§ Assignment: Within the listing below, how many lines hold the string "green"? Only the number should be given.

§ Provided data:

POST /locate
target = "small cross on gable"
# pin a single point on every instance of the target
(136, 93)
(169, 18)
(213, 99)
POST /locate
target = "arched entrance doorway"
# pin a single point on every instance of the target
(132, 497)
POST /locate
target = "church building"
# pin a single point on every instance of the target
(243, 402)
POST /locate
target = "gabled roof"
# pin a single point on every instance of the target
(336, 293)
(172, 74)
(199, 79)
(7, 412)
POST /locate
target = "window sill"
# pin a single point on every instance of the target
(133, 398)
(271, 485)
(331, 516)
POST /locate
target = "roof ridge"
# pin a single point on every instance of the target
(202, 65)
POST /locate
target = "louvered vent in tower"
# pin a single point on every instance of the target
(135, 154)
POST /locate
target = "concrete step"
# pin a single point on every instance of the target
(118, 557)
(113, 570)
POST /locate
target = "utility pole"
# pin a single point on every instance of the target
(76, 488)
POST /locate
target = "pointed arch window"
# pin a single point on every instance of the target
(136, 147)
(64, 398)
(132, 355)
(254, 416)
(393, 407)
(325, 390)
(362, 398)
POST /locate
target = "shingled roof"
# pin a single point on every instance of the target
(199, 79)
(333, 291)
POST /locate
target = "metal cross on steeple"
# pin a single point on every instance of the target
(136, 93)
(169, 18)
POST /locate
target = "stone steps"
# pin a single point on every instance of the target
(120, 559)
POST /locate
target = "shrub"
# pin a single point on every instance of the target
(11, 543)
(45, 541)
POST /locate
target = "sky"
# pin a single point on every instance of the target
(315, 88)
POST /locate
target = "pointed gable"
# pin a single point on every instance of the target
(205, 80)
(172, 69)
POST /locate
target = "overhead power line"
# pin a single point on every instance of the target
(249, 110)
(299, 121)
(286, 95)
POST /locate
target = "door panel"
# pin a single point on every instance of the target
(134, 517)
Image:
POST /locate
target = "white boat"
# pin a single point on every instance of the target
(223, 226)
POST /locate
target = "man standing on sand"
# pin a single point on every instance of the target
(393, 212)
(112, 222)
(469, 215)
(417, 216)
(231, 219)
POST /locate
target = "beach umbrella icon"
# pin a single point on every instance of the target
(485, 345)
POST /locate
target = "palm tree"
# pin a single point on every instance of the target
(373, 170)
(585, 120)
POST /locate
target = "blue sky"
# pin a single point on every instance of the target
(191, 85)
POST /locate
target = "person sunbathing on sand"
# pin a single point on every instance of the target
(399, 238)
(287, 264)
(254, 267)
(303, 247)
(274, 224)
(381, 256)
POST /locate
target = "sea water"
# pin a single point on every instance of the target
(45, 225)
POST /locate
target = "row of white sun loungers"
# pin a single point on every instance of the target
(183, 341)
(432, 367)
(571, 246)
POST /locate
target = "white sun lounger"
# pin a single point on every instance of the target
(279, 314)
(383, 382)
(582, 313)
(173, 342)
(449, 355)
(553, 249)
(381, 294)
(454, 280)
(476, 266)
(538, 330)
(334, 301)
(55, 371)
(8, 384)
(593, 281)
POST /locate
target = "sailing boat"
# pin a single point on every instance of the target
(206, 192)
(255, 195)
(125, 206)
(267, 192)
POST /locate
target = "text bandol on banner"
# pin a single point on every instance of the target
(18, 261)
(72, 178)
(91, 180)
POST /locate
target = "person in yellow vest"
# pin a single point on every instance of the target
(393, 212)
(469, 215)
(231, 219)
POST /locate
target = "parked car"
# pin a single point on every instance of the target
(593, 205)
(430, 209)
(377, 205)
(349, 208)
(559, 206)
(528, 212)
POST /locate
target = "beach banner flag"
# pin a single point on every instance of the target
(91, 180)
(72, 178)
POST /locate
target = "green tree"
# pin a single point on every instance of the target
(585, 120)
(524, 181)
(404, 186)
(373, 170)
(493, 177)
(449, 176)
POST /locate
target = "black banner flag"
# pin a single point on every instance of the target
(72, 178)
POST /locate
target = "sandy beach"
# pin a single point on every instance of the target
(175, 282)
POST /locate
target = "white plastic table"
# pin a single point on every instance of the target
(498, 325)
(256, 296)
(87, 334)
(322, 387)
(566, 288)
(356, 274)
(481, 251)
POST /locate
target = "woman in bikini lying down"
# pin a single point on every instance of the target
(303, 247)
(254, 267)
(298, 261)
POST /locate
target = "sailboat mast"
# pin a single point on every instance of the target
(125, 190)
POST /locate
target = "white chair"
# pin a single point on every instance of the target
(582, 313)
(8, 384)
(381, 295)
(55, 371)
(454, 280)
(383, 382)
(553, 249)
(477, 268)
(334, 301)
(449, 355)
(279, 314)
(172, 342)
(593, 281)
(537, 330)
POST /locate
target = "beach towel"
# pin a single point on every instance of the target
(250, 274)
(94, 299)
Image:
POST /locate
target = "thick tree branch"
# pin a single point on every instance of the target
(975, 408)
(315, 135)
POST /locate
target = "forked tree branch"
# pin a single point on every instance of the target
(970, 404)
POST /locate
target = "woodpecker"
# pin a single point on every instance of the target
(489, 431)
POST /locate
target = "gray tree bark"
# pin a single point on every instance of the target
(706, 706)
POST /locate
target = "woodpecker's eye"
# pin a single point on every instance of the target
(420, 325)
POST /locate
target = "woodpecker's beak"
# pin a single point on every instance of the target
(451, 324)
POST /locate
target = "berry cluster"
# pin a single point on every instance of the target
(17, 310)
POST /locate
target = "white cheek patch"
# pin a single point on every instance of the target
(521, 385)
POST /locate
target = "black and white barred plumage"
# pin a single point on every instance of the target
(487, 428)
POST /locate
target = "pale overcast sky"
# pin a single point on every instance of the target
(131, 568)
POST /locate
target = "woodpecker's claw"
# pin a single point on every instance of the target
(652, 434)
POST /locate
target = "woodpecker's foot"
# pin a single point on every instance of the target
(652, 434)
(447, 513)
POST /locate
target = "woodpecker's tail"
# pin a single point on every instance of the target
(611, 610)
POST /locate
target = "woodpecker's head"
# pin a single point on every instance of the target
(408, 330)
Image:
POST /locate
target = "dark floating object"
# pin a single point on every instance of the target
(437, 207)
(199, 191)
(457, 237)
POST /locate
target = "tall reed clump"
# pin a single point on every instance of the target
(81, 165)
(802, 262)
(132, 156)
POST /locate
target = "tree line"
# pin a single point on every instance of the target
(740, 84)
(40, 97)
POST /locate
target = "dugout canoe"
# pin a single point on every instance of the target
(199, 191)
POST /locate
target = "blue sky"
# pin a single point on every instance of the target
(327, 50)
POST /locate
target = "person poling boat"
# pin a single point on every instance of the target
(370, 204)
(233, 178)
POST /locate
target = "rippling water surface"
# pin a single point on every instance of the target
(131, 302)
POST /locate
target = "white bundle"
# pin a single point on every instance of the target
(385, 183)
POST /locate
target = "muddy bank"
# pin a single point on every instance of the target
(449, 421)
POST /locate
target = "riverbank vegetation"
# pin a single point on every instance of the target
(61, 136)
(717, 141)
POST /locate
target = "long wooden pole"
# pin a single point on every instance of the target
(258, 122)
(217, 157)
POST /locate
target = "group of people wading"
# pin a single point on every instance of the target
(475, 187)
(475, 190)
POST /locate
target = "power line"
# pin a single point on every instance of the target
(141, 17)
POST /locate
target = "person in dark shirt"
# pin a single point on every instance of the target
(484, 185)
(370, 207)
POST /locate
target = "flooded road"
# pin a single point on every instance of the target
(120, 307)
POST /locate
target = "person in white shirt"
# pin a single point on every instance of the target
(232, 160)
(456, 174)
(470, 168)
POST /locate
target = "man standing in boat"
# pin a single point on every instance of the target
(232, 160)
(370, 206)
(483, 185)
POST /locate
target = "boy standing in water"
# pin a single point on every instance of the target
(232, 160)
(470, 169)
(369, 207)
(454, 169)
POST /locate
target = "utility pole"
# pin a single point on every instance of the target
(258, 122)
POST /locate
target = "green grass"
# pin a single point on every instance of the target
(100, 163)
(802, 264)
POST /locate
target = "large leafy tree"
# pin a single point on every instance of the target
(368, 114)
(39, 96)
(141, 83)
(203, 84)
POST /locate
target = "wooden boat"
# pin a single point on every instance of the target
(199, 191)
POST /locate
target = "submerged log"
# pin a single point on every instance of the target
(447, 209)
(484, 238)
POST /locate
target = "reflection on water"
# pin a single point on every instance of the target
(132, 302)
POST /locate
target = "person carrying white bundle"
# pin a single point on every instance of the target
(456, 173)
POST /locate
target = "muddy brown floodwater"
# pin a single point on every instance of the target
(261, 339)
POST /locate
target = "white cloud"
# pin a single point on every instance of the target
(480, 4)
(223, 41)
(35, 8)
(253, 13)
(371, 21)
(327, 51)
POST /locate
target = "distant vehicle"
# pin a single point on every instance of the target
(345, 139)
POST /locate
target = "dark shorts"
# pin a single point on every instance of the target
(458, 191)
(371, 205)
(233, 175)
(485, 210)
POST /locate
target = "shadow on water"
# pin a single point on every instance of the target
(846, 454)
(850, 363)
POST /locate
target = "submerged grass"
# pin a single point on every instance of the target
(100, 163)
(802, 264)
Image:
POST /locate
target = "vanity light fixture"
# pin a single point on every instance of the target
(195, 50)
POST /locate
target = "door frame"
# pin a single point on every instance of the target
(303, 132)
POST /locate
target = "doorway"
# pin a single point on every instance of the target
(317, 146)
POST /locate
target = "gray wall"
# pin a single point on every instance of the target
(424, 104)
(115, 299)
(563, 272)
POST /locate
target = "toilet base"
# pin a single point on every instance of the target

§ Task solution: 2